## PAGE EXCERPT
┌──
MATLAB FFT of conjugate doesn't coincide exactly at the negative frequency

[tworitdash]

I am trying to understand why the conjugate of a signal in the time domain doesn't produce an exact flip of the frequency domain spectrum. There is always a one-pixel shift in the result.

The MATLAB code is shown below. I use a flip for the conjugate spectrum to show that it doesn't match the original spectrum and there is a delay of one resolution cell. I want to understand why this happens. It shouldn't as it is the perfect conjugate.

[CODE lang="matlab" title="MATLAB code for fft of the conjugate"][/CODE]

 

[jedishrfu]

Try comparing the numbers of the two curves to see if they are shifted too.

it could be a graph thing to show that there are two curves vs one curve completely overwriting the other curve.

One could also draw two sin or lines or parabolic curves and see if the graph exhibits the same one pixel shift.

upon resizing the graph is it the same one pixel shift?

 

[BvU]

The code looks very compact to me ..

$\$

 

[tworitdash]

Try comparing the numbers of the two curves to see if they are shifted too.

it could be a graph thing to show that there are two curves vs one curve completely overwriting the other curve.

One could also draw two sin or lines or parabolic curves and see if the graph exhibits the same one pixel shift.

upon resizing the graph is it the same one pixel shift?

The graph has no issue at all. I have tested with Gaussian pulse in the frequency domain as well. It also has the same pixel shift. It is the issue of the conjugate. It shouldn't be like this. Probably something with the DC value which remains in the positive frequency always. I don't know. For simplicity, I used a monochromatic signal here. I usually do it with a Gaussian spectrum.

 

[tworitdash]

The code looks very compact to me ..
└──
## WHAT TO DO
1. Count the lines in the records that contain the string "metal", and give only the number.
2. Continue the MATLAB FFT thread from its last line.
The MATLAB FFT thread and the records have nothing to do with each other.

## MATERIAL FOR THIS TASK
┌──
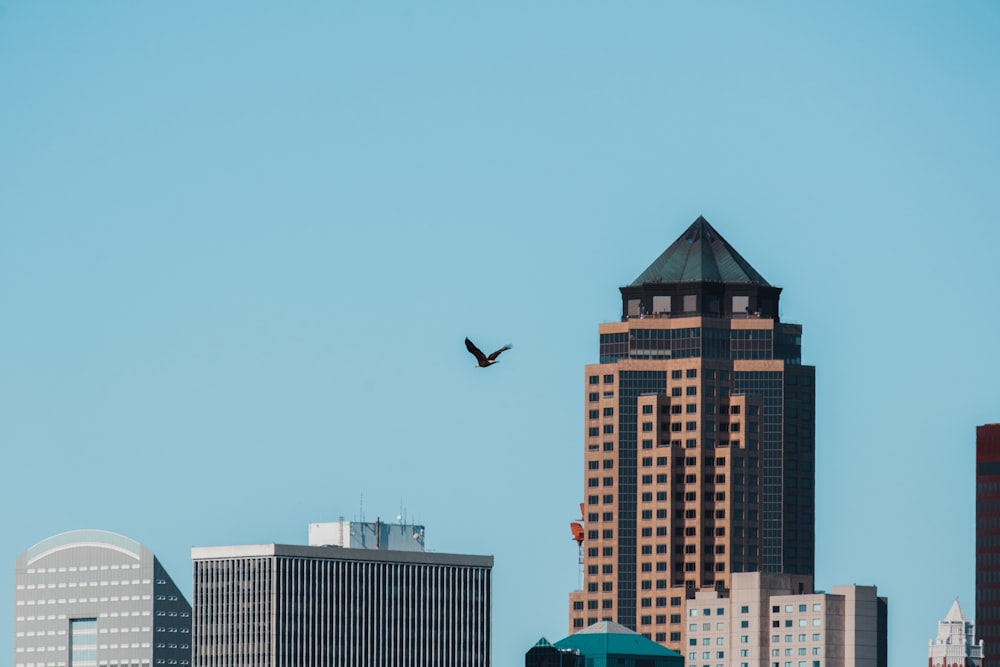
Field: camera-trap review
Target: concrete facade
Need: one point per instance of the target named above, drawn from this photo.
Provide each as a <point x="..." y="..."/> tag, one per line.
<point x="777" y="620"/>
<point x="91" y="598"/>
<point x="278" y="605"/>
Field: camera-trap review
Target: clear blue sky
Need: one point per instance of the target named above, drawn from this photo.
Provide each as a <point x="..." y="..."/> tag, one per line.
<point x="241" y="244"/>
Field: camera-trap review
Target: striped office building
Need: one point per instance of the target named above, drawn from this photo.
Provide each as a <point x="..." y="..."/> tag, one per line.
<point x="278" y="605"/>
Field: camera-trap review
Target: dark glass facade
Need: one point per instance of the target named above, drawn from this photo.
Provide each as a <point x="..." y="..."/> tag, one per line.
<point x="705" y="342"/>
<point x="988" y="539"/>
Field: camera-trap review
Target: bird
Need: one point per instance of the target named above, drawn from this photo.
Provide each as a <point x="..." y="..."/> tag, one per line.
<point x="482" y="361"/>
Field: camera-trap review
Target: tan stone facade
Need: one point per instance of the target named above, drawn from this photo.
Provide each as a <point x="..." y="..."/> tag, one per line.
<point x="699" y="448"/>
<point x="764" y="621"/>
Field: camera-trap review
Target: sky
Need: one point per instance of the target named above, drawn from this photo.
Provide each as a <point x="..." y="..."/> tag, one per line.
<point x="241" y="245"/>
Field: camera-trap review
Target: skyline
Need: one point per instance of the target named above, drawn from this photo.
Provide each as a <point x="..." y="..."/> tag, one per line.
<point x="240" y="248"/>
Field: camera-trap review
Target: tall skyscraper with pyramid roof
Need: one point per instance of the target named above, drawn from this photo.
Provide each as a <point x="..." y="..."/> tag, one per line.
<point x="699" y="449"/>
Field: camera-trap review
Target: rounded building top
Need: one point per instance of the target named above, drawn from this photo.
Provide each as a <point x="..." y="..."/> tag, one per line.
<point x="84" y="538"/>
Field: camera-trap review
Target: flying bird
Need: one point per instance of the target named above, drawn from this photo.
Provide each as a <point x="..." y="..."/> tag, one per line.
<point x="482" y="361"/>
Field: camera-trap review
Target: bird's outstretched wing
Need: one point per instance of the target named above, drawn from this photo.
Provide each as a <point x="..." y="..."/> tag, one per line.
<point x="476" y="352"/>
<point x="496" y="354"/>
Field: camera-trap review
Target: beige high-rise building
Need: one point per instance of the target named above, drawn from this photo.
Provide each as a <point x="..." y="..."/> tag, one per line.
<point x="699" y="450"/>
<point x="777" y="620"/>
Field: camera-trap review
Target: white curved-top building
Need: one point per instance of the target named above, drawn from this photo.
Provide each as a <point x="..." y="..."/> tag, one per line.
<point x="92" y="598"/>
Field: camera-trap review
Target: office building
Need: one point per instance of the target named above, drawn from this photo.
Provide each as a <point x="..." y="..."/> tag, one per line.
<point x="778" y="620"/>
<point x="699" y="449"/>
<point x="955" y="645"/>
<point x="274" y="605"/>
<point x="90" y="598"/>
<point x="988" y="538"/>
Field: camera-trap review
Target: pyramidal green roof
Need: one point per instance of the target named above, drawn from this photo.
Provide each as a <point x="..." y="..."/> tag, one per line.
<point x="609" y="638"/>
<point x="700" y="254"/>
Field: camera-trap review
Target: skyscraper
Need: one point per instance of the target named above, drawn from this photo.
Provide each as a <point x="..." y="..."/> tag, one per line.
<point x="699" y="447"/>
<point x="89" y="597"/>
<point x="271" y="605"/>
<point x="988" y="538"/>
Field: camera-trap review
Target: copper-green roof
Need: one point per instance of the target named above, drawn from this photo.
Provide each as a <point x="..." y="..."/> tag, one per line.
<point x="609" y="638"/>
<point x="700" y="254"/>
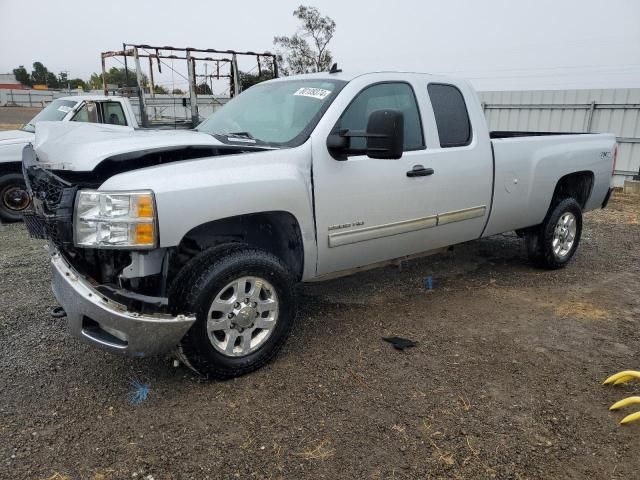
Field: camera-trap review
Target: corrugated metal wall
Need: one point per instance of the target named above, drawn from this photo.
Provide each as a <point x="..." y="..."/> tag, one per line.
<point x="606" y="111"/>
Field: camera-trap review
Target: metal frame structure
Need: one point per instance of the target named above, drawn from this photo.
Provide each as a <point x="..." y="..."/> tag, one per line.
<point x="138" y="51"/>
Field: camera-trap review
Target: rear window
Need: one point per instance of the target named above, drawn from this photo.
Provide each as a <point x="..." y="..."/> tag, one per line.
<point x="452" y="118"/>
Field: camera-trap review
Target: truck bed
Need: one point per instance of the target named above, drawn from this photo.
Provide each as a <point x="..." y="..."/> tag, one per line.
<point x="515" y="133"/>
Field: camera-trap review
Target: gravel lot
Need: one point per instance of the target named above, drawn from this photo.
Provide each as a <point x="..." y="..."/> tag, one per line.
<point x="505" y="381"/>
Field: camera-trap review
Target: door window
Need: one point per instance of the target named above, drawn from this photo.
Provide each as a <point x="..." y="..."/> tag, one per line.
<point x="452" y="118"/>
<point x="87" y="113"/>
<point x="382" y="96"/>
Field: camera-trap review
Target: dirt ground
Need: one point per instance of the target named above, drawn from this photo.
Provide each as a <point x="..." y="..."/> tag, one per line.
<point x="505" y="381"/>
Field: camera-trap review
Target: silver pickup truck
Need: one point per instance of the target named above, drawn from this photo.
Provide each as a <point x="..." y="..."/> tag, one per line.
<point x="194" y="241"/>
<point x="14" y="199"/>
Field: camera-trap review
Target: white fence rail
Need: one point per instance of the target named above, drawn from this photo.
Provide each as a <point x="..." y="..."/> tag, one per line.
<point x="162" y="107"/>
<point x="607" y="111"/>
<point x="597" y="111"/>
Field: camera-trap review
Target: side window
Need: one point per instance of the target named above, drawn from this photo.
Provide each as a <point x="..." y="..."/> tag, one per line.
<point x="395" y="96"/>
<point x="87" y="113"/>
<point x="452" y="118"/>
<point x="113" y="113"/>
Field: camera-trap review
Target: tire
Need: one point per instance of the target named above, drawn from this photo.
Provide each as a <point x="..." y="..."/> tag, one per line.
<point x="552" y="244"/>
<point x="14" y="198"/>
<point x="221" y="347"/>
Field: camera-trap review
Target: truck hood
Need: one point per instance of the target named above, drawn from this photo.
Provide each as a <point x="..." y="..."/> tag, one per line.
<point x="82" y="146"/>
<point x="12" y="137"/>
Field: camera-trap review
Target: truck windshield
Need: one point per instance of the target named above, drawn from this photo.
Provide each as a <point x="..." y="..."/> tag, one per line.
<point x="279" y="114"/>
<point x="54" y="112"/>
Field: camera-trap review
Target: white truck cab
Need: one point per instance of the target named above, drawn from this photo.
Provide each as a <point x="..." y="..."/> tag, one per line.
<point x="14" y="199"/>
<point x="195" y="240"/>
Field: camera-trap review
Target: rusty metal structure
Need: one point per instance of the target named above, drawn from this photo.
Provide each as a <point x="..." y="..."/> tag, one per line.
<point x="191" y="56"/>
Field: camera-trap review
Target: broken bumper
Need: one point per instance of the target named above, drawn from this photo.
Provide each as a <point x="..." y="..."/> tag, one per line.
<point x="98" y="320"/>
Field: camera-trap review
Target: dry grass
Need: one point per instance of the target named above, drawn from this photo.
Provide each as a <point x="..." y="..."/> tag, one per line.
<point x="321" y="452"/>
<point x="581" y="311"/>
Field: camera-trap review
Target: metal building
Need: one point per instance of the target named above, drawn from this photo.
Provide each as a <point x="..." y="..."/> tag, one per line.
<point x="599" y="111"/>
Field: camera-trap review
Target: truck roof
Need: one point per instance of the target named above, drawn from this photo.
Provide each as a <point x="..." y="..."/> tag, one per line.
<point x="346" y="76"/>
<point x="89" y="97"/>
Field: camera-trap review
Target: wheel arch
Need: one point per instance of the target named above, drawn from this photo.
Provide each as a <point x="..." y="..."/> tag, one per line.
<point x="277" y="232"/>
<point x="576" y="185"/>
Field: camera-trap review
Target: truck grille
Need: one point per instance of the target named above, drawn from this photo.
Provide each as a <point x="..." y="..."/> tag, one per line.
<point x="53" y="199"/>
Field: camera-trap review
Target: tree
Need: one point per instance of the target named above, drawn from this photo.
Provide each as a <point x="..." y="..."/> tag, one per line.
<point x="22" y="75"/>
<point x="75" y="83"/>
<point x="52" y="81"/>
<point x="203" y="89"/>
<point x="298" y="54"/>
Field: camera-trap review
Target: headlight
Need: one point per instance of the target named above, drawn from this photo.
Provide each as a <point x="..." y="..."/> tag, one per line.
<point x="115" y="219"/>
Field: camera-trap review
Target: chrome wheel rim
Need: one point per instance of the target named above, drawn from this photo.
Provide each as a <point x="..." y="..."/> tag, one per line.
<point x="242" y="316"/>
<point x="564" y="234"/>
<point x="15" y="198"/>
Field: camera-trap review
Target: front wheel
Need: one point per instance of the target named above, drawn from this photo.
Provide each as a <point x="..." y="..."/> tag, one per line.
<point x="245" y="306"/>
<point x="553" y="243"/>
<point x="14" y="198"/>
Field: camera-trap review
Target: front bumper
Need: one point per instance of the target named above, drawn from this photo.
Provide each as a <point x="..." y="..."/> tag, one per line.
<point x="96" y="319"/>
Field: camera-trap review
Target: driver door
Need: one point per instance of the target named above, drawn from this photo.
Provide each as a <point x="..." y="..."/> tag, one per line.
<point x="370" y="210"/>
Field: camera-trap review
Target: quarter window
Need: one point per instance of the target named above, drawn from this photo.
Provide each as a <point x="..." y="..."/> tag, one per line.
<point x="452" y="118"/>
<point x="113" y="113"/>
<point x="392" y="96"/>
<point x="87" y="113"/>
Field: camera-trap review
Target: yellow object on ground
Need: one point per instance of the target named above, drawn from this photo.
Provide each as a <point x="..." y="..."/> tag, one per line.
<point x="622" y="377"/>
<point x="625" y="402"/>
<point x="630" y="418"/>
<point x="617" y="379"/>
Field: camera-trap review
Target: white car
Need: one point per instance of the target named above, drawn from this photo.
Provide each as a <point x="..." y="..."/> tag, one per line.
<point x="195" y="240"/>
<point x="14" y="200"/>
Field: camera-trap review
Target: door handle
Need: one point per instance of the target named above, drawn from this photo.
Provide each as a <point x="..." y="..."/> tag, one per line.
<point x="420" y="171"/>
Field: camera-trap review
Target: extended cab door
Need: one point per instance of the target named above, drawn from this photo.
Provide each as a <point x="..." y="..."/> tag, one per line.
<point x="369" y="210"/>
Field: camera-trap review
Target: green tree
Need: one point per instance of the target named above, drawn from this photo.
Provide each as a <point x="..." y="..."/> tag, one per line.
<point x="22" y="75"/>
<point x="75" y="83"/>
<point x="39" y="74"/>
<point x="52" y="80"/>
<point x="306" y="50"/>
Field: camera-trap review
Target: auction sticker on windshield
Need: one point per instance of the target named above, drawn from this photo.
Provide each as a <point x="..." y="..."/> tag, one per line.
<point x="319" y="93"/>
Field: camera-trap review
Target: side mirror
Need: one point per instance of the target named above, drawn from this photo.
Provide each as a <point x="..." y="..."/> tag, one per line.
<point x="384" y="134"/>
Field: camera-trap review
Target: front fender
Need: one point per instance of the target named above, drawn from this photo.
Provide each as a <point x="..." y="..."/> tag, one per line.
<point x="194" y="192"/>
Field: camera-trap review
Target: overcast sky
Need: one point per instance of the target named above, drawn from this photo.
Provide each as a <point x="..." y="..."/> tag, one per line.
<point x="498" y="44"/>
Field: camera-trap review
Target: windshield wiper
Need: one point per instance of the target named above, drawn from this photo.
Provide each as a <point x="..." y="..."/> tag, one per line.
<point x="241" y="135"/>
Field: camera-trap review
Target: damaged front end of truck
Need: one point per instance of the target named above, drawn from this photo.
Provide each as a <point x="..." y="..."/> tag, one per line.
<point x="112" y="297"/>
<point x="114" y="289"/>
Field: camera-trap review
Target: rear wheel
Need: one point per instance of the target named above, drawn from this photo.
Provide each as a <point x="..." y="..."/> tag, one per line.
<point x="553" y="243"/>
<point x="245" y="305"/>
<point x="14" y="198"/>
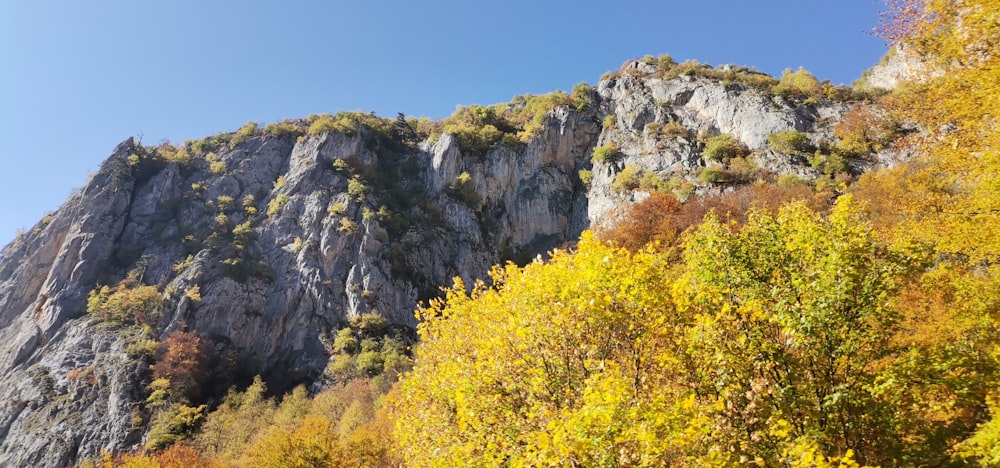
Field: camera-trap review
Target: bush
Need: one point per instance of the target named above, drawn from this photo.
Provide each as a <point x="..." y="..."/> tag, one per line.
<point x="723" y="147"/>
<point x="277" y="204"/>
<point x="347" y="226"/>
<point x="789" y="142"/>
<point x="184" y="363"/>
<point x="606" y="153"/>
<point x="370" y="324"/>
<point x="465" y="190"/>
<point x="675" y="129"/>
<point x="797" y="83"/>
<point x="828" y="164"/>
<point x="345" y="341"/>
<point x="356" y="188"/>
<point x="336" y="209"/>
<point x="626" y="180"/>
<point x="864" y="131"/>
<point x="713" y="175"/>
<point x="130" y="302"/>
<point x="248" y="130"/>
<point x="369" y="363"/>
<point x="343" y="122"/>
<point x="654" y="183"/>
<point x="284" y="129"/>
<point x="173" y="424"/>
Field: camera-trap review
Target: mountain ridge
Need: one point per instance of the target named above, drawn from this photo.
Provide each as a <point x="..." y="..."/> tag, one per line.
<point x="264" y="241"/>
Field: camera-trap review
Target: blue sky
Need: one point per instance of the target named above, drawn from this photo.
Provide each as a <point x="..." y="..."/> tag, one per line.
<point x="76" y="78"/>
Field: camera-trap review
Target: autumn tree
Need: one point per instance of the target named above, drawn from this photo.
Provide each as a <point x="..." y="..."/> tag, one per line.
<point x="184" y="363"/>
<point x="554" y="364"/>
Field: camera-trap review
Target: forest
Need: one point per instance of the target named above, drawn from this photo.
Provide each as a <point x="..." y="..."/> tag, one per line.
<point x="775" y="325"/>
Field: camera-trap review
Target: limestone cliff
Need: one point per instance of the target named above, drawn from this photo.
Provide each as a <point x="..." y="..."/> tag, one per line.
<point x="286" y="237"/>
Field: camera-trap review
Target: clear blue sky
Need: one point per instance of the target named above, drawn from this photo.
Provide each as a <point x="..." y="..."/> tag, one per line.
<point x="76" y="78"/>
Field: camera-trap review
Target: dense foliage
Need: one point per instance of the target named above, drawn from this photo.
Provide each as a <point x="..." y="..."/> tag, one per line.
<point x="775" y="325"/>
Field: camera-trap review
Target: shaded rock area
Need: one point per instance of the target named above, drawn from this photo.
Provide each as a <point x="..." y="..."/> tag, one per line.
<point x="268" y="246"/>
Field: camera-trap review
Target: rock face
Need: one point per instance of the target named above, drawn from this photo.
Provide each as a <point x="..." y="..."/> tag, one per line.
<point x="899" y="64"/>
<point x="286" y="238"/>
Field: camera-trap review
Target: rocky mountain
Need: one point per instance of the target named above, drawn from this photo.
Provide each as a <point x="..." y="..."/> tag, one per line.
<point x="264" y="242"/>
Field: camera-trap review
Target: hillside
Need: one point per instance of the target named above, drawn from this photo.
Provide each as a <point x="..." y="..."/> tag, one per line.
<point x="265" y="241"/>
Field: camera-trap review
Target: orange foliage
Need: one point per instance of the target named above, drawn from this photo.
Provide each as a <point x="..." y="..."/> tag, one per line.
<point x="662" y="218"/>
<point x="184" y="362"/>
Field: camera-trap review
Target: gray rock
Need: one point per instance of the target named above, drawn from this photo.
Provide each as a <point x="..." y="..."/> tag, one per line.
<point x="314" y="254"/>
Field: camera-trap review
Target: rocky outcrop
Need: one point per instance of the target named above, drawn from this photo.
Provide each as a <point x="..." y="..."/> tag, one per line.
<point x="286" y="238"/>
<point x="899" y="64"/>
└──
## RESULTS OF THE EXERCISE
1. 4

2.
$\$

Sorry! Now I can't edit the original post now. So, pasting the code here.

v_max = 7.5;
v = 5;
N = 128;
PRT = 1e-3;
lambda = 0.03;
vel_axis = linspace(-v_max, v_max, N);

x = exp(1j .* 4 .* pi .* v ./ lambda .* (1:N) .* PRT);

x_conj = conj(exp(1j .* 4 .* pi .* v ./ lambda .* (1:N) .* PRT));

x_fft = 1/sqrt(N) .* fftshift(fft(x, N));
x_conj_fft = 1/sqrt(N) .* fftshift(fft(x_conj, N));
figure; plot(vel_axis, db(abs(x_fft)), 'LineWidth', 2); hold on; plot(vel_axis, flip(db(abs(x_conj_fft))), 'LineWidth', 2);grid on;

the original post. So, I am pasting the code here.

 

[jedishrfu]

The reason you couldn't edit your code is due to it not being pasted in the original post that's why @BvU commented on its compactness.

There is a time limit also that comes into play for post editing.

 

[jedishrfu]

Did you compare the data by printing it to see if it's identical?

Rounding error could be happening too.

 

[Office_Shredder]

The graph has no issue at all. I have tested with Gaussian pulse in the frequency domain as well. It also has the same pixel shift. It is the issue of the conjugate. It shouldn't be like this. Probably something with the DC value which remains in the positive frequency always. I don't know. For simplicity, I used a monochromatic signal here. I usually do it with a Gaussian spectrum.

I think their point was, if you draw the same plot twice, does it graphically show them slightly offset just to be helpful.

 

[tworitdash]

I think their point was, if you draw the same plot twice, does it graphically show them slightly offset just to be helpful.

Thank you for clarifying. No, if I use the same plot twice, they perfectly coincide with each other. There is no shift.

 

[tworitdash]

Did you compare the data by printing it to see if it's identical?

Rounding error could be happening too.

In the time domain yes, they both are perfect conjugate. However, after applying FFT to the original and to the conjugate, I see different values indeed.

 

[jedishrfu]

Perhaps this is something you could ask the MATLAB folks about As it seems it may be a subtle flaw in their computational library.

When I said compare the two curves, I meant a point by point comparison to see how significantly different they are. I don’t doubt you that they should be the same but computer math is limited in subtle ways.

If it were a constant x or y difference then you could look to see what is causing it. However, if the difference varies from point to point then that seems to be some other kind of computational issue.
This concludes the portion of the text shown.